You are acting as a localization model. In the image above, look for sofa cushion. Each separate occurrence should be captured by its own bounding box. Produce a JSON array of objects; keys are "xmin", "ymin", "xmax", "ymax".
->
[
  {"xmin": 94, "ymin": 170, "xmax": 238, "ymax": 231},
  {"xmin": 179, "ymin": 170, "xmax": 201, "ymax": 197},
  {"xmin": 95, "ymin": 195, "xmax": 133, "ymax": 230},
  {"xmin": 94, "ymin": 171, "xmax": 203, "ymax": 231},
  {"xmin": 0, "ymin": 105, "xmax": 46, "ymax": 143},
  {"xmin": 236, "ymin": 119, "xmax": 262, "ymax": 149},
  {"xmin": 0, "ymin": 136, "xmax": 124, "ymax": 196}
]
##########
## Problem statement
An exact copy of the data, with every line intact, is the required answer.

## Written reply
You are acting as a localization model. In the image above, look for sofa cushion. Each separate occurrence should be captured by its own bounding box. Produce a JSON array of objects; keys are "xmin", "ymin", "xmax", "ymax".
->
[
  {"xmin": 94, "ymin": 170, "xmax": 238, "ymax": 231},
  {"xmin": 179, "ymin": 170, "xmax": 201, "ymax": 197},
  {"xmin": 95, "ymin": 195, "xmax": 133, "ymax": 230},
  {"xmin": 94, "ymin": 171, "xmax": 203, "ymax": 231},
  {"xmin": 0, "ymin": 105, "xmax": 46, "ymax": 143},
  {"xmin": 236, "ymin": 119, "xmax": 262, "ymax": 149},
  {"xmin": 0, "ymin": 136, "xmax": 124, "ymax": 196}
]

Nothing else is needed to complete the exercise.